[Problems to solve]:
[A] List every type of index that the post on daru internals says daru currently supports.
[B] In the post on daru internals, which library is named as already using daru?
[C] From the post on daru internals, extract the stretch from "This looked something" through "to be using.".

Elaboration on certain internals of daru
In this blog post I will elaborate on how a few of the features in daru were implemeted. Notably I will stress on what spurred a need for that particular design of the code.
This post is primarily intended to serve as documentation for me and future contributors. If readers have any inputs on improving this post, I’d be happy to accept new contributions :)
Index factory architecture
Daru currently supports three types of indexes, Index, MultiIndex and DateTimeIndex.
It became very tedious to write if statements in the Vector or DataFrame codebase whenever a new data structure was to be created, since there were 3 possible indexes that could be attached with every data set. This mainly depended on what kind of data was present in the index, i.e. tuples would create a MultiIndex, DateTime objects or date-like strings would create a DateTimeIndex, and everything else would create a Daru::Index.
This looked something like the perfect use case for the factory pattern, the only hurdle being that the factory pattern in the pure sense of the term would be a superclass, something called Daru::IndexFactory
that created an Index, DateTimeIndex or MultiIndex index using some methods and logic. The problem is that I did not want to call a separate class for creating Indexes. This would break existing code and possibly cause problems in libraries that were already using daru (viz. statsample), not to mention confusing users about which class they’re actually supposed to be using.
The solution came after I read this blog post, which demonstrates that the .new
method for any class can be overridden. Thus, instead of calling initialize
for creating the instance of a class, it calls the overridden new
, which can then call initialize for instantiating an instance of that class. It so happens that you can make new
return any object you want, unlike initialize which must an instance of the class it is declared in. Thus, for the factory pattern implementation of Daru::Index, we over-ride the .new
method of the Daru::Index and write logic such that it manufactures the appropriate kind of index based on the data that is passed to Daru::Index.new(data)
. The pseudo code for doing this looks something like this:
class Daru::Index
# some stuff...
def self.new *args, &block
source = args[0]
if source_looks_like_a_multi_index
create_multi_index_and_return
elsif source_looks_like_date_time_index
create_date_time_index_and_return
else # Create the Daru::Index by calling initialize
i = self.allocate
i.send :initialize, *args, &block
i
end
end
# more stuff...
end
Also, since over-riding .new
tampers with the subclasses of the class as well, an inherited
hook that replaces the over-ridden .new
of the inherited class with the original one was added to Daru::Index
.

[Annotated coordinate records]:
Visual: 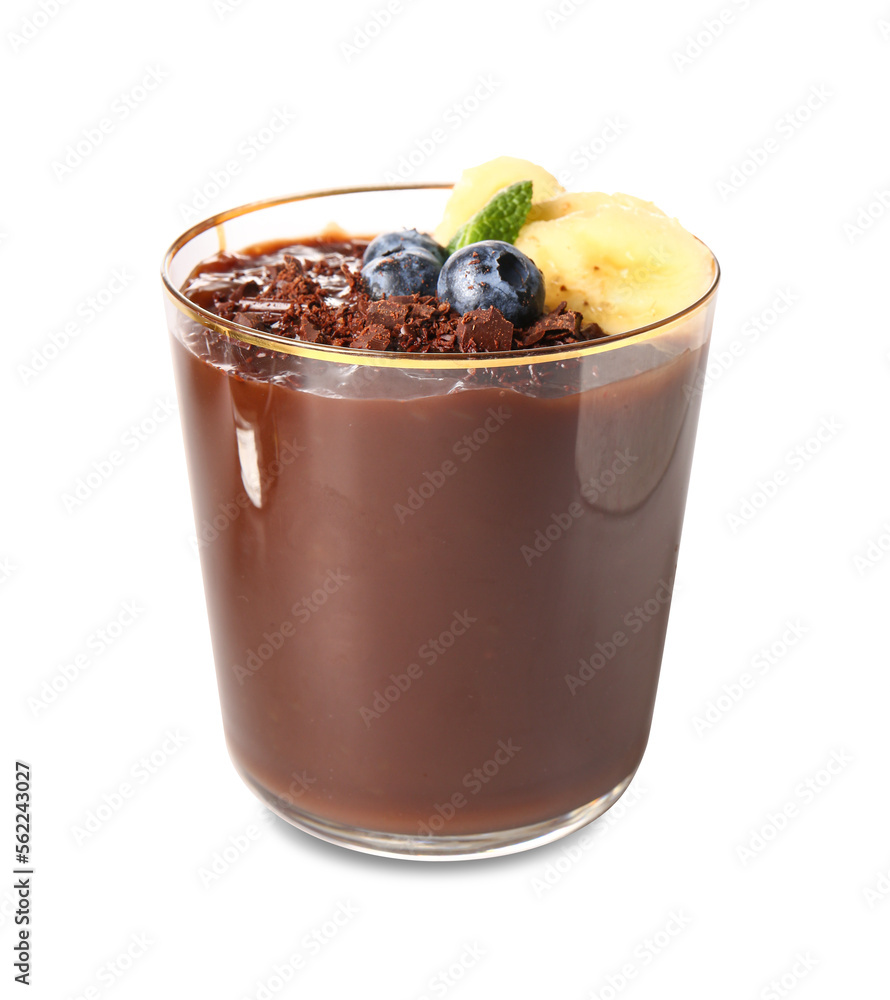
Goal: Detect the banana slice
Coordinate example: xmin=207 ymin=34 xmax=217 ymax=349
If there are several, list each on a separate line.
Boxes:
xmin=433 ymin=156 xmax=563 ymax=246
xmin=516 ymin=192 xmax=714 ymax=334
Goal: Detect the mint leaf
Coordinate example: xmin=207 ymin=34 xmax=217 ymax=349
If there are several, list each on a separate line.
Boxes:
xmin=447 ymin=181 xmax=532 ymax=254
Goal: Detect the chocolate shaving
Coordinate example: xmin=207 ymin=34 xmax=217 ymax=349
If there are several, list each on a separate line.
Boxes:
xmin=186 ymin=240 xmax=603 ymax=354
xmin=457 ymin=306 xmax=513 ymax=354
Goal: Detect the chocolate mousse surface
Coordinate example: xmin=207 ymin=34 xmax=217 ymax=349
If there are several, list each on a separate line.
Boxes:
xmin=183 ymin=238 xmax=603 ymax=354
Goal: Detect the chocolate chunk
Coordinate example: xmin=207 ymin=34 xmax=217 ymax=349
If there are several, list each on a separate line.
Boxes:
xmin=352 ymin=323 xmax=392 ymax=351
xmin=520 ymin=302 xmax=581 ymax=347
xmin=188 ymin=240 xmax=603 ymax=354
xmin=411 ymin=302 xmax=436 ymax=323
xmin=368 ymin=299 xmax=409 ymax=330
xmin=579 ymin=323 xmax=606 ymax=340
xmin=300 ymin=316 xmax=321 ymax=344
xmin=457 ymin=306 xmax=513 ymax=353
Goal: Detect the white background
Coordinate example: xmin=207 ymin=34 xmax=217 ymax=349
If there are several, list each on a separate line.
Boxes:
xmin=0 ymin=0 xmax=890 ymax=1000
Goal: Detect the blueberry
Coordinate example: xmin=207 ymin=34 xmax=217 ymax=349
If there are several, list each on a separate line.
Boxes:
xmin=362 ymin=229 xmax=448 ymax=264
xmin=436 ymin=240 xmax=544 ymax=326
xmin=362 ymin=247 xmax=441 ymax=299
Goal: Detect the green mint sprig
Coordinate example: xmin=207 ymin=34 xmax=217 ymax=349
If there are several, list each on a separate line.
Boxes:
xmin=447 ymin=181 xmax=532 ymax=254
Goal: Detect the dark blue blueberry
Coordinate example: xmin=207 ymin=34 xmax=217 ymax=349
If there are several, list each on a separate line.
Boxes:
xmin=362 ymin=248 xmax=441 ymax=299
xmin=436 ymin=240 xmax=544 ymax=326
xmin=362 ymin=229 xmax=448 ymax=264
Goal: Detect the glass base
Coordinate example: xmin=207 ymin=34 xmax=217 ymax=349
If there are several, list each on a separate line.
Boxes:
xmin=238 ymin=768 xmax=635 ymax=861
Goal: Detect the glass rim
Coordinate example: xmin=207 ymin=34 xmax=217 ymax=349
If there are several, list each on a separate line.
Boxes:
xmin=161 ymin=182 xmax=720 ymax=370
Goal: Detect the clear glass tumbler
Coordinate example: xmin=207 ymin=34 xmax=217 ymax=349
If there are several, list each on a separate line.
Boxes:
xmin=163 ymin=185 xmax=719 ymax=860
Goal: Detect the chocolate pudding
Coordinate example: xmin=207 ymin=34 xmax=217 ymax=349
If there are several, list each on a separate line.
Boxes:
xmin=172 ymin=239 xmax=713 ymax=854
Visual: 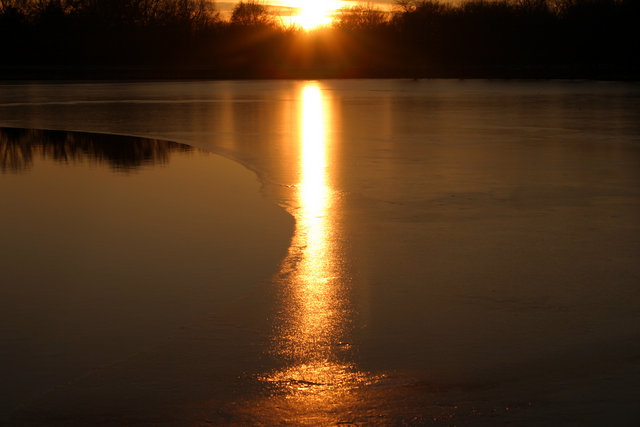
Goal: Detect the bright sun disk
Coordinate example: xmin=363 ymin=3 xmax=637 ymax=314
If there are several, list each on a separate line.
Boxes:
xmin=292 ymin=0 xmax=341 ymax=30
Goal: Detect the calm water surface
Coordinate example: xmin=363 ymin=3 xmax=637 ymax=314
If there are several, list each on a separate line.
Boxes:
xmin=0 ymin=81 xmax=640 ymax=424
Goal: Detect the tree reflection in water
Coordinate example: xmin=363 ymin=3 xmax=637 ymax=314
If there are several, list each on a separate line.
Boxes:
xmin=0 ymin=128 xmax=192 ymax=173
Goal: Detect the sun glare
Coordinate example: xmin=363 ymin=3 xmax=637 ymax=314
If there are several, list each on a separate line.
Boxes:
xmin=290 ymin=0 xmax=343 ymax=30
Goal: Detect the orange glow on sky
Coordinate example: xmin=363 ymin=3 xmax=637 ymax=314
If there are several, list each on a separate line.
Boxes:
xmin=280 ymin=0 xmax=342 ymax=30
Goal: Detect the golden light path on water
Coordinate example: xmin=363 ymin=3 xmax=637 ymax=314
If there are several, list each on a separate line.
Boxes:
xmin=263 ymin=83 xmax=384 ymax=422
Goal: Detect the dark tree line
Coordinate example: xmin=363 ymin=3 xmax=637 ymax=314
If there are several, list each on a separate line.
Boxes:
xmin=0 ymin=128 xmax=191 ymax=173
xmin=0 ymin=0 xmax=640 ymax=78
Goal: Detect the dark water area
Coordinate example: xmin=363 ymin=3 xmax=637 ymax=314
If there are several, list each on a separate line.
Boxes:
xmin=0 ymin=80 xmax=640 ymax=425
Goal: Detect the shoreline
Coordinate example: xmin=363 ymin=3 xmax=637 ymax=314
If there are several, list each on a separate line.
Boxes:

[Exercise answers]:
[A] Index, MultiIndex, DateTimeIndex

[B] Statsample

[C]
This looked something like the perfect use case for the factory pattern, the only hurdle being that the factory pattern in the pure sense of the term would be a superclass, something called Daru::IndexFactory
that created an Index, DateTimeIndex or MultiIndex index using some methods and logic. The problem is that I did not want to call a separate class for creating Indexes. This would break existing code and possibly cause problems in libraries that were already using daru (viz. statsample), not to mention confusing users about which class they’re actually supposed to be using.